# [Exercise description]
Decide whether each statement agrees with the text on art and music appreciation below, answering yes or no and quoting the words of the text that settle it. 1. Children describe the picture after it has been turned over or the book closed. 2. The picture study is meant as a lesson in art criticism. 3. The music CD or tape should always be started at the first song.

# [Text section]
# # #
Thank you all for your input and help. It is greatly appreciated.
From the SCM site:
Art appreciation was one part of Charlotte’s “spreading the feast” before her students; and her method, as always, was gentle and inviting. Display a picture and mention the artist who created it. Have children look at the picture until they can see it clearly in their minds’ eye. When all children are ready, turn the picture over or close the book and ask them to describe the picture. When their narration is finished, display the picture again and notice together any new aspects. Summarize any accompanying information if desired, but be careful not to interfere with each child’s forming his own relationship with the artist’s work. This study is not a lesson in art criticism. Display the picture in a prominent location in your home so children can look at it throughout the week.
Continue to study works by the same artist for several weeks until the children become familiar with that artist’s style. If possible, read a short biography about that artist sometime during your study of his or her work.
Music appreciation is done in much the same way as art appreciation. Simply listen to the music of one composer at various times throughout the week. Tell children which composer you’re listening to. You could play the music in the vehicle while running errands or play it at home in the background during a meal. Be sure to begin the CD or tape at different songs to make sure the children have a chance to hear more than just the first selection.
Continue to listen to pieces by the same composer for several weeks until the children become familiar with that composer’s style. If possible, read or listen to a short biography about that composer sometime during your study of his or her work.
# # #
# [Given records]
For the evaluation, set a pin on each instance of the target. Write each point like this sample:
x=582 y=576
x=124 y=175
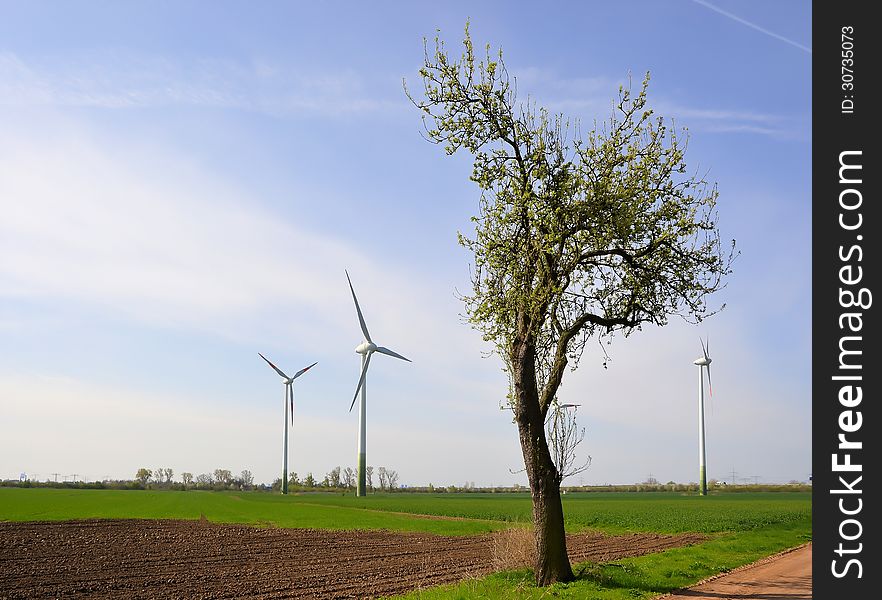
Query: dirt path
x=785 y=576
x=188 y=559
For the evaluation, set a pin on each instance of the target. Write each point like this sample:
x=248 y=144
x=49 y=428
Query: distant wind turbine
x=702 y=362
x=366 y=349
x=289 y=393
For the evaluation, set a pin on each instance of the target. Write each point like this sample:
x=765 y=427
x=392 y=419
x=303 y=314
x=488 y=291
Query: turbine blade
x=278 y=370
x=303 y=370
x=388 y=352
x=367 y=361
x=364 y=330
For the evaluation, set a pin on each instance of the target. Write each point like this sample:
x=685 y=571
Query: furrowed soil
x=200 y=560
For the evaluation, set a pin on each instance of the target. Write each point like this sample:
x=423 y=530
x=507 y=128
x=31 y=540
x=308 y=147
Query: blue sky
x=182 y=185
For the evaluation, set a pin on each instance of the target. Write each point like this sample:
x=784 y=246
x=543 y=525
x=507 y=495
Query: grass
x=742 y=527
x=46 y=504
x=611 y=512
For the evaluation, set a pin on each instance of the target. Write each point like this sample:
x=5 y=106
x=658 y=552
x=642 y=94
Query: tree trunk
x=552 y=561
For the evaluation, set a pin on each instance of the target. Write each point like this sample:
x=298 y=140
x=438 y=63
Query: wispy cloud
x=754 y=26
x=594 y=97
x=139 y=82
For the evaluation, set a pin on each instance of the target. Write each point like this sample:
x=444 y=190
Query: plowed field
x=192 y=559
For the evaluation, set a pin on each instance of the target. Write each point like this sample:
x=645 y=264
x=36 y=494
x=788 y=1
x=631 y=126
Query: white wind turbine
x=366 y=349
x=702 y=362
x=289 y=393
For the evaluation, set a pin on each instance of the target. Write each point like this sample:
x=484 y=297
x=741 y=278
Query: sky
x=182 y=185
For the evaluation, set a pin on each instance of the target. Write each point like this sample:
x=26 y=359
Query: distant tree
x=223 y=477
x=143 y=475
x=334 y=477
x=348 y=477
x=578 y=236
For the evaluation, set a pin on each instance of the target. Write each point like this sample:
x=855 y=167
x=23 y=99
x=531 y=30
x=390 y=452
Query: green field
x=741 y=527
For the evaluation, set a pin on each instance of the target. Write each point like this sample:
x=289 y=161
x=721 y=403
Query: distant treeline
x=296 y=486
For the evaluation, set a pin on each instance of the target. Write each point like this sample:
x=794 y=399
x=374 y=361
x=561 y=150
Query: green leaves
x=576 y=236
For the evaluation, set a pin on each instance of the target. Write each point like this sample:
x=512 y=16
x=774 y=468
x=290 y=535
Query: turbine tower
x=366 y=349
x=702 y=362
x=289 y=393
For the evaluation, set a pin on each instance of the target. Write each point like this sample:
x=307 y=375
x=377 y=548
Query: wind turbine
x=289 y=393
x=702 y=362
x=366 y=349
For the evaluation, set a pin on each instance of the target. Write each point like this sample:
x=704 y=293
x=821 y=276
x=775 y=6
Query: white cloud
x=148 y=238
x=134 y=81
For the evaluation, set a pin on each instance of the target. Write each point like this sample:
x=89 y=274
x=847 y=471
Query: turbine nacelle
x=366 y=347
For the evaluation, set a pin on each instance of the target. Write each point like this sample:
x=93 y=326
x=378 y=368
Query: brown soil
x=192 y=559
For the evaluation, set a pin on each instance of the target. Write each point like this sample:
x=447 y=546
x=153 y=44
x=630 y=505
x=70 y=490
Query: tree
x=143 y=475
x=223 y=477
x=577 y=238
x=564 y=435
x=348 y=477
x=334 y=477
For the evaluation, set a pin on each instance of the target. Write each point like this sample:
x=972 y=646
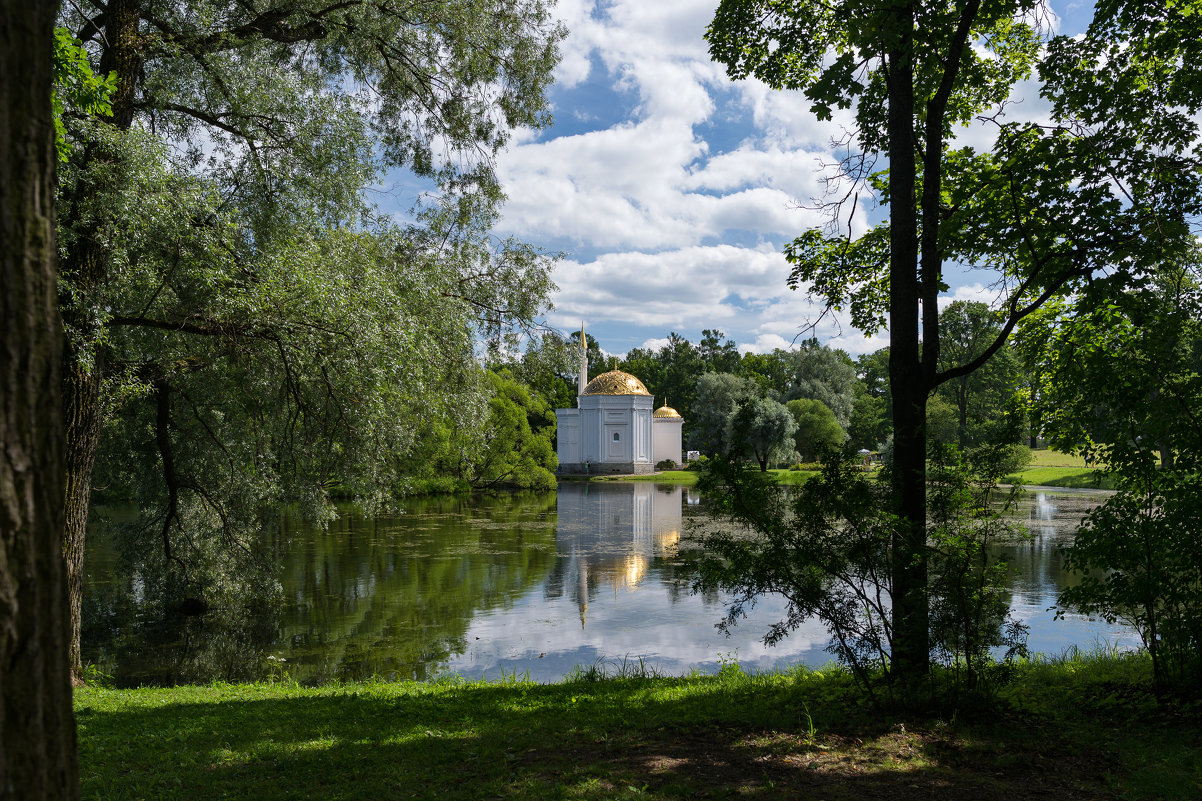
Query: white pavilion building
x=613 y=428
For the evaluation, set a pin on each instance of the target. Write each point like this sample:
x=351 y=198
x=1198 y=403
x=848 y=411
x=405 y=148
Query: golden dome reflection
x=616 y=383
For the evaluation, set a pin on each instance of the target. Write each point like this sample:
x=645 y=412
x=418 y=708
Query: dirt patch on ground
x=898 y=764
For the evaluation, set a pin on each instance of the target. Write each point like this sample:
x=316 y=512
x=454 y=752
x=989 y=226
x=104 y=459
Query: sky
x=671 y=190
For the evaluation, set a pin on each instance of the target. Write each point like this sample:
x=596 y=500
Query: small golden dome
x=616 y=383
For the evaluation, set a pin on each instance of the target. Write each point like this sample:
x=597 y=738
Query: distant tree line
x=793 y=404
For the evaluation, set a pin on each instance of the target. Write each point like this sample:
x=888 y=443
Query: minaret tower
x=582 y=378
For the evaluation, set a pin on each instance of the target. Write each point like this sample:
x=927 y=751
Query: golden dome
x=616 y=383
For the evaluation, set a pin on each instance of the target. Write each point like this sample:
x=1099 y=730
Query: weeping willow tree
x=244 y=328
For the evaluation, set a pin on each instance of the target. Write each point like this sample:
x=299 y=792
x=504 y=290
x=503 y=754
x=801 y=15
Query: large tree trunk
x=910 y=654
x=37 y=745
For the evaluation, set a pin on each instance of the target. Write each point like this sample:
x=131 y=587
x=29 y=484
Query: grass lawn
x=689 y=478
x=1054 y=469
x=1084 y=729
x=1047 y=469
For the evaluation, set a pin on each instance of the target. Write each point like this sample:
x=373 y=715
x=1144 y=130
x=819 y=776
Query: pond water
x=486 y=586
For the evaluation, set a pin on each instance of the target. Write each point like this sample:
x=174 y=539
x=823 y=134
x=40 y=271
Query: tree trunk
x=37 y=739
x=82 y=405
x=84 y=361
x=910 y=651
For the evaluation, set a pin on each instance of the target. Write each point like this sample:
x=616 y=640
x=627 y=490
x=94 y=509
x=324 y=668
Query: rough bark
x=37 y=746
x=84 y=363
x=910 y=651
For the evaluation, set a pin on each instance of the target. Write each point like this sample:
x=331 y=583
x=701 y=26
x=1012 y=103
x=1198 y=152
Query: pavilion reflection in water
x=611 y=535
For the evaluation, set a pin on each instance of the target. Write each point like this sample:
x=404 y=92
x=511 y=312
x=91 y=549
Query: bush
x=1140 y=562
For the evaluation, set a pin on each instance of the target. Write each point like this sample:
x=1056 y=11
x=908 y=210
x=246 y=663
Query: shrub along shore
x=1081 y=727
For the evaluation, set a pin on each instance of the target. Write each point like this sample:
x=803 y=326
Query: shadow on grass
x=688 y=739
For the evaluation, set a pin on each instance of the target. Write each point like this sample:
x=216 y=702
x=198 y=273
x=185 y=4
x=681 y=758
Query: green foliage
x=942 y=425
x=1122 y=383
x=1140 y=562
x=518 y=434
x=261 y=333
x=981 y=398
x=718 y=397
x=817 y=431
x=968 y=582
x=823 y=550
x=762 y=429
x=77 y=90
x=826 y=549
x=821 y=373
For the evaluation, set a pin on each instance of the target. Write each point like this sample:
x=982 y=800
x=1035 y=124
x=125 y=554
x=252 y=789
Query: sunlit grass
x=1086 y=724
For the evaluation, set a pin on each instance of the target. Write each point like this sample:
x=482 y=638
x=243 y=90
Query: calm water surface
x=512 y=583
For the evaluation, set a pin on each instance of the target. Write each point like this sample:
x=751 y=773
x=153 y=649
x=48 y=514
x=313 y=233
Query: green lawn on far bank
x=689 y=478
x=1052 y=468
x=1047 y=469
x=1078 y=729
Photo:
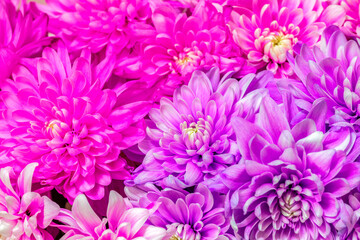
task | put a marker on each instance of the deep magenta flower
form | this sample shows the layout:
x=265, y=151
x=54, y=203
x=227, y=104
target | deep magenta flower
x=187, y=43
x=122, y=221
x=351, y=24
x=330, y=72
x=288, y=184
x=267, y=29
x=57, y=114
x=96, y=24
x=190, y=216
x=22, y=34
x=190, y=139
x=24, y=214
x=350, y=219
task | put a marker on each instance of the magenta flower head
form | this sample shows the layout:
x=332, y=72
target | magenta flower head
x=190, y=139
x=122, y=221
x=350, y=217
x=58, y=115
x=289, y=183
x=22, y=34
x=187, y=43
x=330, y=72
x=96, y=24
x=267, y=29
x=24, y=214
x=197, y=215
x=351, y=24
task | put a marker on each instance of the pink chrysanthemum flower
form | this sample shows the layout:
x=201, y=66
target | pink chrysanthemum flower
x=20, y=35
x=345, y=14
x=23, y=214
x=267, y=29
x=58, y=115
x=96, y=24
x=121, y=222
x=187, y=43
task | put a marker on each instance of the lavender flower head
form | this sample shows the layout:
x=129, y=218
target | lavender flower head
x=22, y=34
x=24, y=214
x=96, y=24
x=185, y=43
x=122, y=221
x=190, y=139
x=57, y=114
x=267, y=29
x=289, y=183
x=330, y=72
x=190, y=216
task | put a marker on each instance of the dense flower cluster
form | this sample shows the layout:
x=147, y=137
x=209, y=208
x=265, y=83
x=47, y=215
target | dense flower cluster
x=179, y=120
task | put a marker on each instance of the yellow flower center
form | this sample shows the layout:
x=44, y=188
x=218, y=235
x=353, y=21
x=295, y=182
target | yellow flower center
x=175, y=237
x=183, y=61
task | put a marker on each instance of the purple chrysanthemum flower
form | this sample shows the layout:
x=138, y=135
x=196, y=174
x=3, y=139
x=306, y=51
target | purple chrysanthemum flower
x=190, y=216
x=22, y=34
x=57, y=114
x=350, y=218
x=122, y=221
x=190, y=138
x=23, y=214
x=330, y=72
x=288, y=184
x=345, y=14
x=96, y=24
x=187, y=43
x=267, y=29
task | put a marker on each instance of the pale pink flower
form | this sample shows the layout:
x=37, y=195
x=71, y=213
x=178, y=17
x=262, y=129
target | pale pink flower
x=56, y=113
x=267, y=29
x=122, y=221
x=24, y=214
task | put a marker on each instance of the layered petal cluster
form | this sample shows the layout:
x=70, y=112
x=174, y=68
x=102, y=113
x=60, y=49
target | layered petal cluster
x=190, y=139
x=56, y=113
x=330, y=72
x=190, y=216
x=350, y=217
x=22, y=34
x=345, y=14
x=186, y=43
x=266, y=30
x=122, y=221
x=351, y=24
x=96, y=24
x=24, y=214
x=290, y=183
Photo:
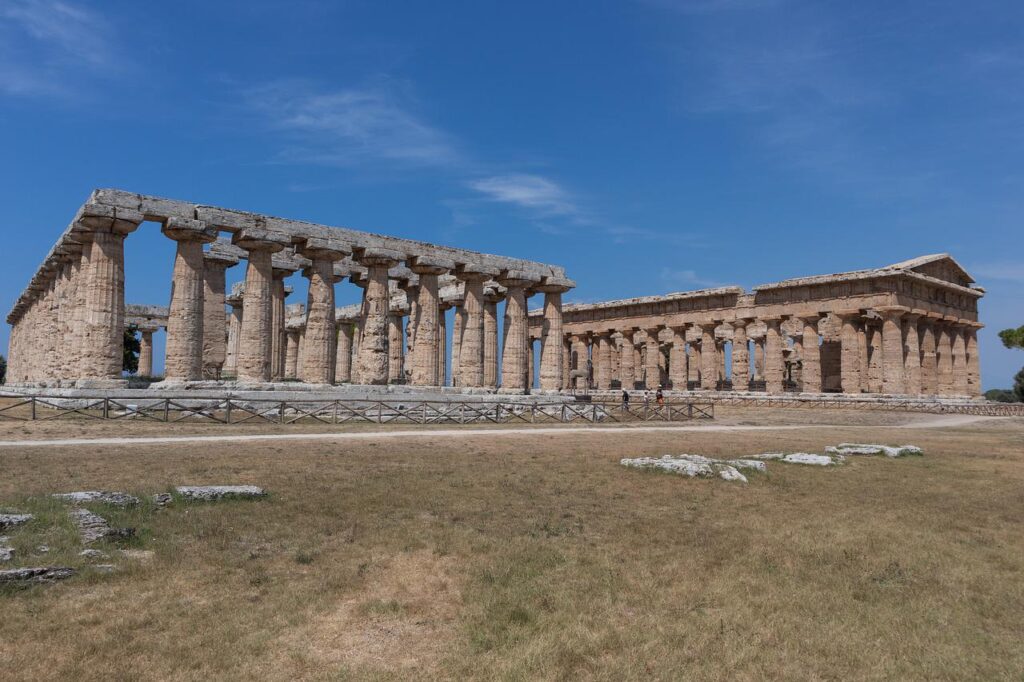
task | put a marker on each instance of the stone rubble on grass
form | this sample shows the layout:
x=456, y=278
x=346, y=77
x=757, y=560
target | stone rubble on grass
x=210, y=493
x=802, y=458
x=10, y=520
x=36, y=574
x=687, y=465
x=92, y=526
x=868, y=449
x=105, y=497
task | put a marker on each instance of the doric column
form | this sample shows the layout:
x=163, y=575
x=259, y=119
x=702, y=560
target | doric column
x=929, y=364
x=627, y=368
x=973, y=361
x=255, y=343
x=516, y=331
x=292, y=353
x=343, y=357
x=373, y=355
x=911, y=354
x=893, y=381
x=810, y=355
x=233, y=332
x=214, y=317
x=471, y=347
x=774, y=366
x=426, y=350
x=318, y=357
x=551, y=333
x=491, y=299
x=709, y=356
x=960, y=359
x=849, y=351
x=101, y=349
x=652, y=371
x=145, y=351
x=458, y=327
x=740, y=355
x=603, y=364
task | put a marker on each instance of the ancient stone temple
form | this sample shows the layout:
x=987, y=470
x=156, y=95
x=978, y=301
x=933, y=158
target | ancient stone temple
x=906, y=329
x=68, y=326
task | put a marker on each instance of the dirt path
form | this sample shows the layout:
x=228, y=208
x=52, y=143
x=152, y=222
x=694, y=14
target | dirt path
x=939, y=422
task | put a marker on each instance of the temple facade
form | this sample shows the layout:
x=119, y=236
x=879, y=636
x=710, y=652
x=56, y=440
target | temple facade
x=906, y=329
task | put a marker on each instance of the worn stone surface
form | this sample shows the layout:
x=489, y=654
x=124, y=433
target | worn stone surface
x=104, y=497
x=210, y=493
x=36, y=574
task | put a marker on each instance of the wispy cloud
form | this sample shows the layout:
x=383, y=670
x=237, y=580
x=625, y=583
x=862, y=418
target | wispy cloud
x=540, y=195
x=349, y=126
x=47, y=46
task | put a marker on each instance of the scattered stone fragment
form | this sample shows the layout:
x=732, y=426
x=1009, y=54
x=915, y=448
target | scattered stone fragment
x=105, y=497
x=36, y=574
x=209, y=493
x=687, y=465
x=11, y=520
x=93, y=554
x=868, y=449
x=92, y=526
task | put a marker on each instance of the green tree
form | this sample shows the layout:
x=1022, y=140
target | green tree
x=132, y=348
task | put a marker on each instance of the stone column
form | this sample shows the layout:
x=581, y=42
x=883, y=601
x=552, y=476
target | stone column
x=652, y=371
x=373, y=343
x=973, y=361
x=709, y=356
x=929, y=367
x=471, y=347
x=185, y=316
x=516, y=332
x=214, y=316
x=627, y=369
x=911, y=354
x=425, y=363
x=395, y=367
x=810, y=355
x=960, y=360
x=318, y=358
x=233, y=332
x=343, y=358
x=849, y=351
x=145, y=352
x=740, y=355
x=774, y=366
x=491, y=300
x=893, y=381
x=101, y=349
x=292, y=353
x=254, y=337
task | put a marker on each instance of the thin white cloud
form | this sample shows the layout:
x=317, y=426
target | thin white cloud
x=535, y=193
x=350, y=126
x=47, y=46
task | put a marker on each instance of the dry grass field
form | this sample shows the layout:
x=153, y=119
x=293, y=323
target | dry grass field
x=530, y=556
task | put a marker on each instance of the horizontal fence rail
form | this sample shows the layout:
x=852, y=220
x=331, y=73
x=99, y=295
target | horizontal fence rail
x=260, y=411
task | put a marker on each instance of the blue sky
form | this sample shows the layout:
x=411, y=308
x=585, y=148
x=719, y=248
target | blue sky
x=649, y=146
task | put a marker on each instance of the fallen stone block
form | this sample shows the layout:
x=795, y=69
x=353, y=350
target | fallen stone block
x=870, y=449
x=105, y=497
x=211, y=493
x=36, y=574
x=11, y=520
x=93, y=526
x=687, y=465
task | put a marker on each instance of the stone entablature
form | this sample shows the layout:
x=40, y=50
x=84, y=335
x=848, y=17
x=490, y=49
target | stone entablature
x=906, y=329
x=68, y=325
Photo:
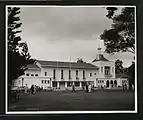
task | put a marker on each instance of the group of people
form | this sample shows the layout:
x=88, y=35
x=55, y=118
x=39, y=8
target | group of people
x=33, y=89
x=87, y=88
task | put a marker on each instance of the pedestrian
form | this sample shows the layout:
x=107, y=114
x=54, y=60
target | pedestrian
x=89, y=88
x=86, y=88
x=73, y=88
x=32, y=89
x=26, y=88
x=35, y=89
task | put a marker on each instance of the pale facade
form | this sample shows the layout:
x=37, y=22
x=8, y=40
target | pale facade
x=55, y=74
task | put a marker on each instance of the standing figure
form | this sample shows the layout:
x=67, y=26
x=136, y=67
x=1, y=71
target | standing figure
x=32, y=89
x=26, y=88
x=73, y=88
x=86, y=88
x=89, y=88
x=35, y=89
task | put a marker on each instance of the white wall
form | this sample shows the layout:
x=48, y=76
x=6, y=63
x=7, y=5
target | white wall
x=100, y=64
x=66, y=73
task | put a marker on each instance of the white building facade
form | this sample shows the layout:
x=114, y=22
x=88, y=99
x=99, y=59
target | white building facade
x=56, y=74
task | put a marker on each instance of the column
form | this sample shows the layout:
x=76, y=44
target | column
x=58, y=84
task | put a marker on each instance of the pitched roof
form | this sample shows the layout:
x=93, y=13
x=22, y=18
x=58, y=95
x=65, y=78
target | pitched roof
x=66, y=64
x=32, y=66
x=100, y=57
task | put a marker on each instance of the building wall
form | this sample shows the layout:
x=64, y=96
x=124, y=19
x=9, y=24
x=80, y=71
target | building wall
x=101, y=65
x=49, y=72
x=97, y=76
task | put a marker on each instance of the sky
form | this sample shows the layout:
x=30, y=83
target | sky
x=66, y=33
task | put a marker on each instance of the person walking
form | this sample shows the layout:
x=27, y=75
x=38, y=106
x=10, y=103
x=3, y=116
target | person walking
x=32, y=89
x=35, y=89
x=89, y=88
x=26, y=88
x=86, y=88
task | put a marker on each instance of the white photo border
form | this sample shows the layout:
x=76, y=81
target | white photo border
x=70, y=112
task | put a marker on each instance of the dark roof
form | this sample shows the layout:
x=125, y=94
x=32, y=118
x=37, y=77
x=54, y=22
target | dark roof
x=32, y=66
x=122, y=76
x=65, y=64
x=100, y=57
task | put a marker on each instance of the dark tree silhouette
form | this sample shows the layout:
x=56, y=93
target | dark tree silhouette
x=18, y=55
x=121, y=36
x=119, y=67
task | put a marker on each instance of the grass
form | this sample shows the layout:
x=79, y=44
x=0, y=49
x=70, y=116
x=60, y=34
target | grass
x=79, y=101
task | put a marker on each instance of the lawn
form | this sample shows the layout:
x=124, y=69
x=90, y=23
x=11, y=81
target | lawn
x=79, y=101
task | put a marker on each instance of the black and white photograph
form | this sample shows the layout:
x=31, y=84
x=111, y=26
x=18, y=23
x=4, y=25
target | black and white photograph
x=71, y=59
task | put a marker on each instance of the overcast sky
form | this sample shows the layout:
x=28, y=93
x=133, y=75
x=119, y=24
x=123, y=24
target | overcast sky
x=61, y=33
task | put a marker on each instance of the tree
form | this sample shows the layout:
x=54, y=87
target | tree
x=121, y=36
x=18, y=55
x=119, y=67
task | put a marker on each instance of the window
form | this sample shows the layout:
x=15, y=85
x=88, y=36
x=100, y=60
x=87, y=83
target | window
x=27, y=74
x=45, y=73
x=90, y=74
x=61, y=74
x=36, y=74
x=69, y=74
x=54, y=74
x=83, y=74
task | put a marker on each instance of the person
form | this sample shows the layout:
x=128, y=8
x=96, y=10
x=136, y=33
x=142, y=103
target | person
x=86, y=88
x=26, y=88
x=35, y=89
x=73, y=88
x=89, y=88
x=32, y=89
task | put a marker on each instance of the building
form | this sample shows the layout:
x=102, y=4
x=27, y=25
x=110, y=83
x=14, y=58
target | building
x=56, y=74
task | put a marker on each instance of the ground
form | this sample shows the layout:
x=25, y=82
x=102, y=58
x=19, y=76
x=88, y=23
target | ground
x=79, y=101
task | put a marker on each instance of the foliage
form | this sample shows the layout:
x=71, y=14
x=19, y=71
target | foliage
x=121, y=36
x=119, y=67
x=18, y=55
x=80, y=60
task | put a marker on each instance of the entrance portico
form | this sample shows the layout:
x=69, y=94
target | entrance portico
x=66, y=84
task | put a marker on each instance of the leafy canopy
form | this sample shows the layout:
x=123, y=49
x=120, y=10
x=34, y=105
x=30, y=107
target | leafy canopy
x=121, y=36
x=18, y=55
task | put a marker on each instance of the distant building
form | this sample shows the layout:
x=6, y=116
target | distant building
x=56, y=74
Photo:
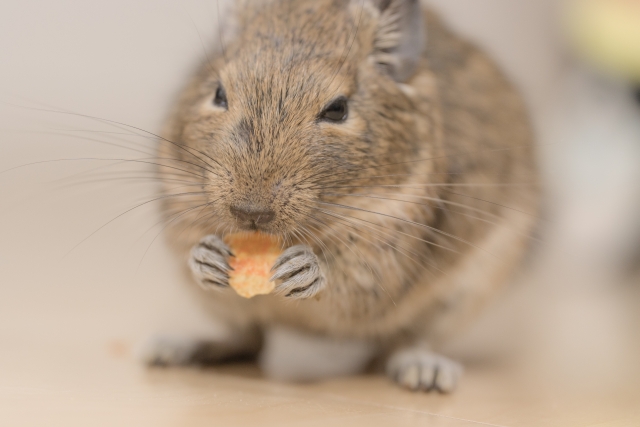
# # #
# [Task response]
1. Yes: "turn the picture over or close the book and ask them to describe the picture."
2. No: "This study is not a lesson in art criticism."
3. No: "Be sure to begin the CD or tape at different songs"